═════ Seçilen metin ═════
Tüberküloz tedavisinde yeni molekül bulundu
Belçikalı ve Fransız bilim insanları, tüberkülozun tedavisinde çoklu ilaca direnç gösteren hastalarda başarıyı artıran ve hastalığa bağlı yan etkileri azaltan yeni bir molekül geliştirdi
ANKARA (AA) - YEŞİM SERT KARAASLAN - Belçikalı ve Fransız bilim insanları, tüberkülozun tedavisinde çoklu ilaca direnç gösteren hastalarda başarıyı artıran ve hastalığa bağlı yan etkileri azaltan yeni bir molekül geliştirdi.
Tüberküloz tedavisi üzerine araştırmalar yürüten bilim insanları, on yılı aşkın süreyi kapsayan klinik araştırmalar sonucunda, "Bedakilin" isimli yeni bir molekül elde etti. Bilim insanları, molekülün tüberküloz tedavisinde ciddi bir sorun olan çoklu-ilaç dirençli kişilerde etkili olduğunu belirterek, bunun son 40 yılda geliştirilen ilk molekül olduğunu ifade etti.
Amerikan Gıda ve İlaç Dairesi'nce (FDA), söz konusu molekül için iki yıldan kısa bir sürede onay verildi. Bedakilin molekülle veremde tedavi başarısının artırılması ve hastalığa bağlı ortaya çıkan istenmeyen sonuçların azaltılması hedefleniyor.
-Hastalığın en çok görüldüğü yerler
AA muhabirinin Sağlık Bakanlığı Türkiye Halk Sağlığı Kurumu Tüberküloz Daire Başkanlığı'ndan aldığı bilgiye göre, tüberküloz bir grup bakteri tarafından oluşturulan ve değişik klinik görünümlere sahip, akciğerler dışında kemikler, eklemler, beyin, böbrekler, sindirim sistemi, omurga gibi organ ve sistemleri de etkileyen ciddi bir hastalık olarak tanımlanıyor.
İlaç duyarlılık testi yapılan toplam 4 bin 963 hastanın sonuçları incelendiğinde; hastaların yüzde 5,3'ünde çok ilaca direnç olduğu, çok ilaca direnç oranının yeni olgularda yüzde 3, tedavi görmüş olgularda yüzde 18,6 olduğu ifade ediliyor.
-Türkiye'de her yıl yaklaşık 12-13 bin kişiye verem teşhisi konuluyor
Bakanlık verilerine göre, Verem Savaşı Dispanserleri dışında Halk Sağlığı Müdürlüklerine bağlı olarak 19 Mobil Tarama Ekibi yurt genelinde tüberküloz tarama faaliyetleri yürütüyor. Türkiye'de 2005 yılında vereme yakalanan hasta sayısı 20 bin 535 olarak belirlendi. 2013 yılında ise toplam verem hastası sayısı 13 bin 409 olarak gösteriliyor. Türkiye'de her yıl yaklaşık 12-13 bin kişiye verem teşhisi konuluyor.
═════
Görev talimatı >> Seçilen metinde "Tüberküloz tedavisinde yeni" sözlerinden "olduğunu ifade etti." sözlerine kadar olan her şeyi hiç değiştirmeden yazın. Sonraki satırların seçilen metinle hiçbir ilgisi yok.
═════ Çalışma malzemesi ═════
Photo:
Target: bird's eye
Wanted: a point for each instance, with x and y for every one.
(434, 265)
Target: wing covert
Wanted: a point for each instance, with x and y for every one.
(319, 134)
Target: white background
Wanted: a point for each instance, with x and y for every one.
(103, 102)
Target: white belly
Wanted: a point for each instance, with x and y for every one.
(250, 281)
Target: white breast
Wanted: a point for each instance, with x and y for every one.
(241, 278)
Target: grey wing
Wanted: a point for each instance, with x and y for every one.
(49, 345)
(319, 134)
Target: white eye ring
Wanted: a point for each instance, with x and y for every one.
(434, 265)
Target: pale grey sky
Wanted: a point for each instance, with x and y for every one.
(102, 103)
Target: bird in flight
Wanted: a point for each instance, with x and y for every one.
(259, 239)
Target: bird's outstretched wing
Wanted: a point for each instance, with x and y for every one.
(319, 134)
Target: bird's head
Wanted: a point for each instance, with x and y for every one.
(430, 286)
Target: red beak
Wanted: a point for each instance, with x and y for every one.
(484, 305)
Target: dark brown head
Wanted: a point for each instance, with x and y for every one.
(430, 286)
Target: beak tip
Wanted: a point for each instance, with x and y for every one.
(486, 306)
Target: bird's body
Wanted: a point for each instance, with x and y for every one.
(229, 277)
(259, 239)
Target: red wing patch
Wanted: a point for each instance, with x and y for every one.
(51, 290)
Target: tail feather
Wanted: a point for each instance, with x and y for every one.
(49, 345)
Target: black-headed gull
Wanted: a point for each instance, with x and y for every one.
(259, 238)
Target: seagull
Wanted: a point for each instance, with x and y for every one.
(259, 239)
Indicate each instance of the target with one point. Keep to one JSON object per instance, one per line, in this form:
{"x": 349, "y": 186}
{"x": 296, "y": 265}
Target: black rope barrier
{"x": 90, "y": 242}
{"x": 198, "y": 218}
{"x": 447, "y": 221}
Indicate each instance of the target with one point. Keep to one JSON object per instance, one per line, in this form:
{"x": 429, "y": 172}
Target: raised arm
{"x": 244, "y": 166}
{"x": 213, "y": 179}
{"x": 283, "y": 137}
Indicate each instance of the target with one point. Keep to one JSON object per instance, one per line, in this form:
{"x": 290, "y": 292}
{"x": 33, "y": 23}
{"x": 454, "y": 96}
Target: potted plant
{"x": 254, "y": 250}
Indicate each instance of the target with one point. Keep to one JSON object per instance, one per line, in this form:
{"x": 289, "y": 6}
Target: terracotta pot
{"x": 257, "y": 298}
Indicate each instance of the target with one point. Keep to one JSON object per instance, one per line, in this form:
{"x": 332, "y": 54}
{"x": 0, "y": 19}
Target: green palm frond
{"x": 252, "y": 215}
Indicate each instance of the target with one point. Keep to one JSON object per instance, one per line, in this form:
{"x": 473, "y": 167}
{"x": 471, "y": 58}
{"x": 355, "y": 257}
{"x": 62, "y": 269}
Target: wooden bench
═════
Görevin sonucu >>
Tüberküloz tedavisinde yeni molekül bulundu
Belçikalı ve Fransız bilim insanları, tüberkülozun tedavisinde çoklu ilaca direnç gösteren hastalarda başarıyı artıran ve hastalığa bağlı yan etkileri azaltan yeni bir molekül geliştirdi
ANKARA (AA) - YEŞİM SERT KARAASLAN - Belçikalı ve Fransız bilim insanları, tüberkülozun tedavisinde çoklu ilaca direnç gösteren hastalarda başarıyı artıran ve hastalığa bağlı yan etkileri azaltan yeni bir molekül geliştirdi.
Tüberküloz tedavisi üzerine araştırmalar yürüten bilim insanları, on yılı aşkın süreyi kapsayan klinik araştırmalar sonucunda, "Bedakilin" isimli yeni bir molekül elde etti. Bilim insanları, molekülün tüberküloz tedavisinde ciddi bir sorun olan çoklu-ilaç dirençli kişilerde etkili olduğunu belirterek, bunun son 40 yılda geliştirilen ilk molekül olduğunu ifade etti.